• **FRAGMENTO**

——

La economía de Afganistán se encuentra en punto muerto tras dos décadas de guerra, primero contra las tropas soviéticas y luego entre distintas facciones rebeldes. Desde que la milicia de los talibán se apoderó de Kabul, en 1996, el régimen ha dedicado la mayoría de sus escasos recursos a acabar con las bolsas aisladas de resistencia militar en el norte, y ha dejado poco para reconstruir hospitales, carreteras, centrales eléctricas o fábricas.

Al mismo tiempo, el mundo ha rechazado a los talibán por constituir un régimen ilegítimo y fundamentalista que impone una versión radical de la ley islámica y niega a las mujeres el acceso a la educación, el empleo y la asistencia médica. Estados Unidos ha prohibido el comercio y las inversiones debido a los ataques terroristas contra dos de sus embajadas en África, presuntamente organizados por Osama bin Laden, un fugitivo de Arabia Saudí que vive en Afganistán.

No existen datos económicos fiables de Afganistán desde hace años, pero en 1991, según los cálculos de la ONU, el Producto Interior Bruto por cabeza ascendía a 155 dólares (unas 26.000 pesetas), uno de los más bajos del mundo. El país es un gran productor de opio, que -se calcula- aportó unos ingresos de 183 millones de dólares en 1998.

Naciones Unidas, que el mes pasado lanzó una petición de 221 millones de dólares para ayudar a Afganistán, calcula que el índice de analfabetismo del país alcanza el 70 %. Sólo el 35 % de la población tiene acceso a la asistencia médica, y el índice anual global de mortalidad infantil es superior al 200 por 1.000. Por la noche, las temperaturas caen muy por debajo de cero. Las familias que pueden permitirse comprar unos cuantos kilos de carbón se agolpan en torno a unos braseros llamados sandalis o hacen fogatas sobre sus suelos de barro. Quienes no pueden pagar el combustible, comparten mantas.

En varias partes del país, sobre todo en el nordeste rural en el que continúa la lucha, las autoridades afganas y los funcionarios internacionales aseguran que las condiciones son todavía peores. Naciones Unidas ha logrado, a través de negociaciones, que los talibán les permitan llevar suministros de ayuda al otro lado de la línea del frente en el norte, pero la nieve y las carreteras impracticables lo han impedido. "Siento gran compasión por la gente", declara Abbas Stanikzai, viceministro de Salud Pública. "Hacemos lo que podemos, pero sólo conseguimos ofrecer la mitad de la asistencia sanitaria que necesita una persona normal. Nuestro país está destruido y el mundo nos ha aislado. Si todo el mundo sigue condenándonos, en lugar de ayudarnos, ¿cómo podemos comenzar la reconstrucción?".

——

• **OBJETIVO DEL EJERCICIO**
Escribe la continuación del fragmento sobre la economía de Afganistán a partir de su última oración. Las entradas proceden de una fuente distinta.

——

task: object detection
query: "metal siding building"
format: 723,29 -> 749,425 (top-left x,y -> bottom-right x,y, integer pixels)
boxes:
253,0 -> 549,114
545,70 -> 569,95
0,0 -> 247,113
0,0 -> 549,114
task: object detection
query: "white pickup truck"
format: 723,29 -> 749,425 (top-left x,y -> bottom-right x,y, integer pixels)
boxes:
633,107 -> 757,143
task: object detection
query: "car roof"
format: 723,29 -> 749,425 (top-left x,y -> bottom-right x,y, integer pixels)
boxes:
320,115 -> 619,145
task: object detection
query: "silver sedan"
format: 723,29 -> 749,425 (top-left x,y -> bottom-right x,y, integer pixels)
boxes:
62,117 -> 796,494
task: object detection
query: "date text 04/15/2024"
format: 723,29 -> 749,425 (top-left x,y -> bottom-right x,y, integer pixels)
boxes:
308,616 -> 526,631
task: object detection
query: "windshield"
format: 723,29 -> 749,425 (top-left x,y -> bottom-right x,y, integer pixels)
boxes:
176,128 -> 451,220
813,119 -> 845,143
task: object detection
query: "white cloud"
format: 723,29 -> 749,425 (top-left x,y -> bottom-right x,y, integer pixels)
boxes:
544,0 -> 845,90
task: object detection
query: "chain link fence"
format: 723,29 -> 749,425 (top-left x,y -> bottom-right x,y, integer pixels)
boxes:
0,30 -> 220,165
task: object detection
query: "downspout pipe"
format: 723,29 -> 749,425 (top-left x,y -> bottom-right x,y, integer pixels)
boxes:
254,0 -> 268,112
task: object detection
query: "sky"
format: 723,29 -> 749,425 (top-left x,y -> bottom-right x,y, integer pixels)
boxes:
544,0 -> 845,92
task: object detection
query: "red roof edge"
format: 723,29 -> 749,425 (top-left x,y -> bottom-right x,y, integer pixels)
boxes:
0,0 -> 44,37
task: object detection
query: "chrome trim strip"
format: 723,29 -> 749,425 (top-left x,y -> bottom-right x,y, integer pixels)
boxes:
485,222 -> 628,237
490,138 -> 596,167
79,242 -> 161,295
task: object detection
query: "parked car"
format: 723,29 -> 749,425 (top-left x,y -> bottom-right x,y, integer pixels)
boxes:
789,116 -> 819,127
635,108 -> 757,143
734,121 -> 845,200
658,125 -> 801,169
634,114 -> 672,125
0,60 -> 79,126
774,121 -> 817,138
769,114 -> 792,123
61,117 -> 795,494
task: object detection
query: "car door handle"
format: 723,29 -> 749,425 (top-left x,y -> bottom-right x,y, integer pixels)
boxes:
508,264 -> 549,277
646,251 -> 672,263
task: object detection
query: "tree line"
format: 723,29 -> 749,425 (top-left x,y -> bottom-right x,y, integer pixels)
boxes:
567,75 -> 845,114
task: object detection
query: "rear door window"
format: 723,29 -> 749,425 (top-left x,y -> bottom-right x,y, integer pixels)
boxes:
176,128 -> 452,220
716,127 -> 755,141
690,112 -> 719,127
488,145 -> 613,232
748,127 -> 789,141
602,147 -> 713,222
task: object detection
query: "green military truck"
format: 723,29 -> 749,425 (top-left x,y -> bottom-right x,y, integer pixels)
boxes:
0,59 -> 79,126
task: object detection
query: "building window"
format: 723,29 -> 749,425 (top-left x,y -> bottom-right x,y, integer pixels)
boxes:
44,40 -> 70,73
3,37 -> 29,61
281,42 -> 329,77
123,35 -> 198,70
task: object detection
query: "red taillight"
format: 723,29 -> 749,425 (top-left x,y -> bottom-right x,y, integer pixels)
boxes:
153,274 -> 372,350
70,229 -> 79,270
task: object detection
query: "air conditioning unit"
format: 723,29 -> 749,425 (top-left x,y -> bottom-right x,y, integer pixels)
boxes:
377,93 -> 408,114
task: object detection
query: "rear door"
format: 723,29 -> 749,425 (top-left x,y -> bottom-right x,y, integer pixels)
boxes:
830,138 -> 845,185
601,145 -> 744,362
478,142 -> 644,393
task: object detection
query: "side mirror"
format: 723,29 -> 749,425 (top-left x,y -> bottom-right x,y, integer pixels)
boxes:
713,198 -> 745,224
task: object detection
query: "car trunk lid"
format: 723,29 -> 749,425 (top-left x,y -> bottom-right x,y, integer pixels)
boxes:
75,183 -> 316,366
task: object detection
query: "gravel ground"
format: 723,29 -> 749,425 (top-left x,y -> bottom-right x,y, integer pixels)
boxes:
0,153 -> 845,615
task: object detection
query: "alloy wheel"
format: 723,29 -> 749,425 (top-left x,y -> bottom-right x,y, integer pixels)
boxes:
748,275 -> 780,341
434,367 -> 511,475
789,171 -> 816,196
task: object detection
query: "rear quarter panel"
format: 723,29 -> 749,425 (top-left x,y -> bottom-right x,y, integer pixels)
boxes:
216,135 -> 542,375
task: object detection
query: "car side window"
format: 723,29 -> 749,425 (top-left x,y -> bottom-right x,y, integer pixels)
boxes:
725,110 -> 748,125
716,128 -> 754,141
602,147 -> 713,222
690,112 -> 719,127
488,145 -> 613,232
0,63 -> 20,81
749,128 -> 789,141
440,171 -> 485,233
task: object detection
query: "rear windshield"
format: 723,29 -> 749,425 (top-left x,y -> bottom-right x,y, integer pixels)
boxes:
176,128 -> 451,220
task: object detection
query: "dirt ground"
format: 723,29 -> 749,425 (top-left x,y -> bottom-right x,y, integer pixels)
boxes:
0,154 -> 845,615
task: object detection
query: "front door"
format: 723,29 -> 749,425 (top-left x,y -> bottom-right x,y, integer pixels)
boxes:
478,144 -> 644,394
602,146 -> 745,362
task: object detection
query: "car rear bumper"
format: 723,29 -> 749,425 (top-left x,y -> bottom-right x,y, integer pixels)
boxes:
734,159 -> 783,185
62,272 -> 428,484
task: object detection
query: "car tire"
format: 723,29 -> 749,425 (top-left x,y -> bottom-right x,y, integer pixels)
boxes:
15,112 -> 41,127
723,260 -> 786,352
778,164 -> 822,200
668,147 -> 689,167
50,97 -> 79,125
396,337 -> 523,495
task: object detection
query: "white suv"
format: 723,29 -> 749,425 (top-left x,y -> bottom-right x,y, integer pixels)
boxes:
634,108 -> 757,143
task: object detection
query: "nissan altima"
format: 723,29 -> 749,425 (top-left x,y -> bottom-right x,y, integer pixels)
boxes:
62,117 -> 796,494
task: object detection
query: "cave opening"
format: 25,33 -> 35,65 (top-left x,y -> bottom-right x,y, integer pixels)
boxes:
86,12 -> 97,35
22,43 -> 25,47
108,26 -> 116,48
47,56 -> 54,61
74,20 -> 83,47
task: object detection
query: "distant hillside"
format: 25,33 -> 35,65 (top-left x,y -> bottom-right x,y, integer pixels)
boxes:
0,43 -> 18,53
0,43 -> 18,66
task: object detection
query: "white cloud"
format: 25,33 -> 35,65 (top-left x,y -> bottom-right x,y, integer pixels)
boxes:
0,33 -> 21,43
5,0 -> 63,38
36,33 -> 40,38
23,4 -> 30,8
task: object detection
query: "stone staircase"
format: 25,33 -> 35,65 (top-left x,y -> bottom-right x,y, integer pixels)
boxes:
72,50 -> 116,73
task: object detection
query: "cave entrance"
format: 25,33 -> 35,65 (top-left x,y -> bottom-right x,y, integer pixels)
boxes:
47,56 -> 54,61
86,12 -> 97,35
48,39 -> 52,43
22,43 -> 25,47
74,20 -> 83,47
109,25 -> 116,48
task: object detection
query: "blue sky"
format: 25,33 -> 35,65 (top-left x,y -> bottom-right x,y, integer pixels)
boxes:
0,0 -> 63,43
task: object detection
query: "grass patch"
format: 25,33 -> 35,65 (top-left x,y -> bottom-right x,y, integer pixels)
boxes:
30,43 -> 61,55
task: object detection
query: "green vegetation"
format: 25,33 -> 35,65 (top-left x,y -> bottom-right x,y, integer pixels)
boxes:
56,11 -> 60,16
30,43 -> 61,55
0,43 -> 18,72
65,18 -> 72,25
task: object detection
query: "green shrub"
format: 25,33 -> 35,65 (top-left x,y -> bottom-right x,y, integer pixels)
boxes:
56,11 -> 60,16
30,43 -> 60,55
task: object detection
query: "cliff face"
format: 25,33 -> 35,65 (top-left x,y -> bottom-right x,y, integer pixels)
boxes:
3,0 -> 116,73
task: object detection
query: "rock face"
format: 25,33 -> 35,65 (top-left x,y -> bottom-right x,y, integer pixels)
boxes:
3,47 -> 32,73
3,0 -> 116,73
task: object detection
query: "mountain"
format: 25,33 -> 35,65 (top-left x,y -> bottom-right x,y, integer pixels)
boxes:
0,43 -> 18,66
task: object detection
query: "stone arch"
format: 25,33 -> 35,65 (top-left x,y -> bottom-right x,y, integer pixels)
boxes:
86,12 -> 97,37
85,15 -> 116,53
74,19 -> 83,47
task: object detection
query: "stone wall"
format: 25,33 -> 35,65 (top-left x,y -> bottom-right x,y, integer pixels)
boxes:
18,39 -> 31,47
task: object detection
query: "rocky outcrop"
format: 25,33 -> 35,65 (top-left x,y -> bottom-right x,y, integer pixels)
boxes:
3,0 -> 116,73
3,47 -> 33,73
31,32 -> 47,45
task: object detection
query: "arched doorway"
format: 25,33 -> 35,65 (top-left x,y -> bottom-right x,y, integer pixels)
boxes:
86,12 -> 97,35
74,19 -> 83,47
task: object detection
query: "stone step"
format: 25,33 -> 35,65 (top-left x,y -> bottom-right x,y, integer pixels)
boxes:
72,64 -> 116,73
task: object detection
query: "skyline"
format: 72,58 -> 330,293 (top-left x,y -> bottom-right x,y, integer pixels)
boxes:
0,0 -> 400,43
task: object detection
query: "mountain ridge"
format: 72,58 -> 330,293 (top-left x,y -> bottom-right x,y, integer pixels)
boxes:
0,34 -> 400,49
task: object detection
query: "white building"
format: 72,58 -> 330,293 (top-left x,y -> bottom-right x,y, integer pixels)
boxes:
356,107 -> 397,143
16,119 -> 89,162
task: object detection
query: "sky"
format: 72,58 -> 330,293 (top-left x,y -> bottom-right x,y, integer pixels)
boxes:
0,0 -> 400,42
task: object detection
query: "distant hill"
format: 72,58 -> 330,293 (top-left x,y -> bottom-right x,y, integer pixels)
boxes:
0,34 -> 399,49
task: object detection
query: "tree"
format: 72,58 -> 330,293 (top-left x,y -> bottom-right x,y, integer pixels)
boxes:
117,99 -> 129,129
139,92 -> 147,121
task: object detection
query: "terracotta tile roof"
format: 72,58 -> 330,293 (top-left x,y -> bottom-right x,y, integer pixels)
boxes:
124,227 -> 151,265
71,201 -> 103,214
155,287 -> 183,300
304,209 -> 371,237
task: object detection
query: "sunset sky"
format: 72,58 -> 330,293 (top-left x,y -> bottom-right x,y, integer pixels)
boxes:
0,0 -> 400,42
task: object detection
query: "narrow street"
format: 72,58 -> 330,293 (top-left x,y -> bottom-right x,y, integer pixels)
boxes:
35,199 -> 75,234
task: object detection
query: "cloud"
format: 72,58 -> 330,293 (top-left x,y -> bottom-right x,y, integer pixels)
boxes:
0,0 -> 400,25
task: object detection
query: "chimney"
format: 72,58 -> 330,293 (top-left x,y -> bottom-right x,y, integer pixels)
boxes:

——

• **RESPUESTA**
Sin embargo, no todos en Kabul viven en precario. Aún existe una pequeña clase media de profesores, médicos y burócratas que permanecieron aquí cuando la mayoría de sus colegas huyeron. Pero muchos de ellos habitan en los apartamentos de la época soviética, fríos, húmedos y sin calefacción, y casi todos ganan menos de 5 dólares al mes. En el otro extremo del espectro económico se encuentran las víctimas de la interminable guerra civil: miles de refugiados que han huido de los combates en el norte y miles de viudas y huérfanos de guerra que piden dinero en los bazares, buscan ramitas para hacer fuego y ofrecen sus servicios como limpiabotas ambulantes o van de casa en casa con un incensario.

Ziamuddin, de 12 años, cuyo padre murió hace tres años, pasa cinco horas diarias llamando a las puertas con su incensario, en la esperanza de que alguien esté dispuesto a pagarle unos centavos a cambio de una bendición ritual. Sus seis hermanos pequeños pasan el día mendigando. Por la noche cuentan lo que han logrado reunir, alrededor de 50 centavos entre todos. Ninguno de los siete niños ha ido jamás a la escuela, aunque Ziamuddin se ha inscrito recientemente en un programa de educación para chicos de la calle.

Los bazares de Kabul son un impresionante contraste de escasez y abundancia. Los carritos están llenos de zanahorias y coliflores, porque la gente no puede permitirse los precios, y en los estantes cogen polvo las latas de té indio y mermelada inglesa. En todas las esquinas hay mujeres y niños que piden, y casi todas las personas que van a comprar apenas pueden permitirse patatas o arroz.